__To be done__. Please copy every one of the records below line for line, keeping each character unchanged.
** BEGIN **
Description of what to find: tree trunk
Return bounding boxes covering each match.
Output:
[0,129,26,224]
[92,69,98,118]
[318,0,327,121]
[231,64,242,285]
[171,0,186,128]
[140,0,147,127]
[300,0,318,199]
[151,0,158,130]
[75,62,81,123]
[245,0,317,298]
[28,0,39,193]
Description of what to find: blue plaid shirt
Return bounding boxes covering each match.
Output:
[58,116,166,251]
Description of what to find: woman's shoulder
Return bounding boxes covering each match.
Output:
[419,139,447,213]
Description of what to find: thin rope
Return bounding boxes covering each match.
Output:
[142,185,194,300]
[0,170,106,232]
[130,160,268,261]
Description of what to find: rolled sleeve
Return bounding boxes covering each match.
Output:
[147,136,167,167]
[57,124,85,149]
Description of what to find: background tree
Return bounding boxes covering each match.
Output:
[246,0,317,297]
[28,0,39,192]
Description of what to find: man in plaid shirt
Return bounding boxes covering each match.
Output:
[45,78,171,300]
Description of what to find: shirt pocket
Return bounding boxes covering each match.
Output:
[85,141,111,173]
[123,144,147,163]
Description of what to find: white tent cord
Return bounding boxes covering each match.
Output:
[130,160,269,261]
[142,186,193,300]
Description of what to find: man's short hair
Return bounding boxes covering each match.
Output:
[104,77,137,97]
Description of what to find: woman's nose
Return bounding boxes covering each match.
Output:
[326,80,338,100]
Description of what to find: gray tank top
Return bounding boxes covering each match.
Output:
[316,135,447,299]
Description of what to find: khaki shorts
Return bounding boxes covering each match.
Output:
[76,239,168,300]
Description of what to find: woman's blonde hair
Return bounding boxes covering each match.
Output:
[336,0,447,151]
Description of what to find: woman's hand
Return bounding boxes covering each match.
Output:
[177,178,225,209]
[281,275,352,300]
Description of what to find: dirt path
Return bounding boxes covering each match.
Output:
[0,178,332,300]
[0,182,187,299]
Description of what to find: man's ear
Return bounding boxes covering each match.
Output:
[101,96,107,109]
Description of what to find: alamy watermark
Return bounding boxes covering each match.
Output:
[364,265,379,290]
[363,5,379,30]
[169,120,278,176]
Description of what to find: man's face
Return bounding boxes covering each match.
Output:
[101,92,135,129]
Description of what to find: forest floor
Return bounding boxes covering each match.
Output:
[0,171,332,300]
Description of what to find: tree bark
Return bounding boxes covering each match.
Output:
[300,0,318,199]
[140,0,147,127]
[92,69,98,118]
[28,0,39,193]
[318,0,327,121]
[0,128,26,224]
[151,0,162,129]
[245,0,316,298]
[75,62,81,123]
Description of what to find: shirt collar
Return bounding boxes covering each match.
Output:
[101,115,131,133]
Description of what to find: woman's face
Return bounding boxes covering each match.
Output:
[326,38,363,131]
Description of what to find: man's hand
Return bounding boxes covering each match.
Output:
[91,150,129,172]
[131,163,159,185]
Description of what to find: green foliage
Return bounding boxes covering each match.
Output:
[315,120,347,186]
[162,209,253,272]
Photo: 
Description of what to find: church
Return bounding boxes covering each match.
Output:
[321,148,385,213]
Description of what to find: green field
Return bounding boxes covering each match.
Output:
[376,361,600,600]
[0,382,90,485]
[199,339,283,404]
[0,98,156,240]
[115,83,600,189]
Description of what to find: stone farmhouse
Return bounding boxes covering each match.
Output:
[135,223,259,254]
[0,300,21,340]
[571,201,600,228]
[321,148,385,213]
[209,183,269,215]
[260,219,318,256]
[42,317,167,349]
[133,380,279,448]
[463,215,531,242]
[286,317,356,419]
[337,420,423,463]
** END **
__The reply__.
Description of what to find: tree trunk
Return bounding boxes covering each match.
Output:
[0,129,26,224]
[92,69,98,118]
[318,0,327,121]
[231,64,242,285]
[171,0,186,128]
[140,0,147,127]
[300,0,318,199]
[151,0,158,130]
[75,62,81,123]
[245,0,317,298]
[28,0,39,193]
Description of what to find: blue plaid shirt
Return bounding boxes covering each match.
Output:
[58,116,166,251]
Description of what to find: woman's shoulder
Return bounding boxes covering each match.
Output:
[419,139,447,213]
Description of what to find: thin rope
Return bounding boxes covering each match.
Output:
[142,185,194,300]
[0,170,106,232]
[130,160,268,261]
Description of what to find: rolled sleeve
Return bounding boxes covering each match.
Output:
[147,136,167,167]
[57,124,85,149]
Description of what to find: background tree
Return bounding boxes covering each match.
Output:
[246,0,317,297]
[28,0,39,192]
Description of what to find: man in plaid shirt
Return bounding boxes covering each match.
Output:
[45,78,171,300]
Description of what to find: shirt pocket
Return bounding boxes covering each match.
Output:
[85,141,111,173]
[123,144,147,163]
Description of what to find: white tent cord
Return bounding boxes covering each match.
Output:
[130,160,269,261]
[142,186,193,300]
Description of what to find: man's short hair
Return bounding boxes covering each match.
Output:
[104,77,137,97]
Description of what to find: woman's nose
Return bounding boxes covering each match.
Output:
[326,80,338,100]
Description of what to find: gray tank top
Return bounding boxes covering each match.
Output:
[316,135,447,299]
Description of what to find: khaki shorts
Return bounding boxes covering each match.
Output:
[76,239,168,300]
Description of what to find: woman's blonde hair
Return bounding boxes covering each match.
Output:
[336,0,447,151]
Description of what to find: woman's hand
Return bounding boxes covering each match.
Output:
[177,178,225,209]
[281,275,352,300]
Description of what to find: dirt path
Return bounding boxes covering each match.
Output:
[0,178,332,300]
[0,182,187,299]
Description of what to find: man's ear
Return bounding boxes covering each match.
Output:
[101,96,107,109]
Description of what to find: alamy watermark
Return bounding boxes covering each match.
Output:
[364,265,379,290]
[363,5,379,30]
[169,120,278,176]
Description of what to find: man's face
Return bounding boxes covering each match.
Output:
[101,92,135,129]
Description of what to find: forest floor
Return bounding boxes covering each match.
Output:
[0,171,332,300]
Description of what to find: tree bark
Return bounding boxes covering each match.
Output:
[300,0,318,199]
[140,0,147,127]
[92,69,98,118]
[28,0,39,193]
[318,0,327,121]
[0,128,26,224]
[151,0,162,129]
[245,0,316,298]
[75,62,81,123]
Description of what to find: shirt collar
Return bounding boxes covering each match.
Output:
[101,115,131,133]
Description of what to find: woman's face
Return bounding boxes covering each match.
Output:
[326,38,363,131]
Description of what to find: man's hand
Return bounding boxes covering each match.
Output:
[91,150,129,172]
[131,163,159,185]
Description of what to find: green foliage
Return bounding boxes covering each match.
Output:
[315,120,347,186]
[162,209,253,272]
Photo: 
Description of what to find: church
Return bounding boxes covering each match.
Output:
[321,148,385,213]
Description of what to find: green field
Return bounding boxes covering each match.
Output:
[376,361,600,600]
[0,382,90,485]
[199,339,283,404]
[0,98,156,240]
[115,83,600,189]
Description of what to find: stone farmhouse
Return bounding boxes covering each match.
Output:
[135,223,259,254]
[0,300,21,340]
[571,201,600,228]
[321,148,385,213]
[209,183,269,215]
[260,219,318,256]
[42,317,167,349]
[133,380,279,448]
[463,215,531,242]
[286,317,356,419]
[337,420,423,463]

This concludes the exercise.